• [Short problem]: Render all the records below as one numbered list, one line per item and no blank lines. Leave the pictures out of your answer.
═════ Exercise input ═════
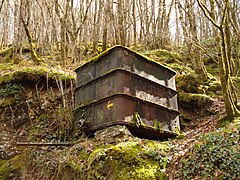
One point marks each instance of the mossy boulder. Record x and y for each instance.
(129, 160)
(104, 157)
(190, 100)
(34, 73)
(12, 168)
(215, 155)
(189, 83)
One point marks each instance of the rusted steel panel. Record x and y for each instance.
(120, 57)
(120, 81)
(121, 87)
(127, 110)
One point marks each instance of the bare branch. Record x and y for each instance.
(206, 13)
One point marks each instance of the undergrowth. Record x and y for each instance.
(216, 155)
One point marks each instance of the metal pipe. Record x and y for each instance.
(42, 144)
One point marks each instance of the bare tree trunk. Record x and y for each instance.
(229, 92)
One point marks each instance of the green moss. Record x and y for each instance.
(129, 160)
(190, 100)
(180, 68)
(189, 83)
(215, 155)
(98, 57)
(236, 82)
(6, 102)
(12, 169)
(34, 73)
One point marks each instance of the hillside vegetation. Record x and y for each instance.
(36, 102)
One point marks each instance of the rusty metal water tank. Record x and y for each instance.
(122, 87)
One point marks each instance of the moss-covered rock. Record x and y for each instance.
═════
• [Correct answer]:
1. One point marks each instance of the mossy boulder. Record x and y for each instance.
2. (129, 160)
3. (104, 157)
4. (190, 100)
5. (34, 73)
6. (12, 168)
7. (215, 155)
8. (189, 83)
9. One point marks each instance of the rusted steel panel. Record x and y for each instance.
10. (120, 57)
11. (120, 81)
12. (121, 87)
13. (127, 110)
14. One point marks each instance of the bare branch. Record x and y for each instance.
15. (206, 13)
16. One point marks each instance of the undergrowth. Record x and y for each instance.
17. (216, 155)
18. One point marks each instance of the metal pipe. Record x and y for each instance.
19. (42, 144)
20. One point marks each instance of the bare tree trunk. Record x and y for each instance.
21. (229, 92)
22. One point marks each instance of the green moss. Record x and y for each instance.
23. (129, 160)
24. (190, 100)
25. (180, 68)
26. (189, 83)
27. (215, 155)
28. (98, 57)
29. (236, 82)
30. (6, 102)
31. (12, 169)
32. (34, 73)
33. One point marks each instance of the hillside vegetation. Record x and y for each instance.
34. (36, 102)
35. One point marks each instance of the rusty metal water tank. Record x and y for each instance.
36. (122, 87)
37. One point marks each instance of the moss-covered rock. Record x and y for each instance.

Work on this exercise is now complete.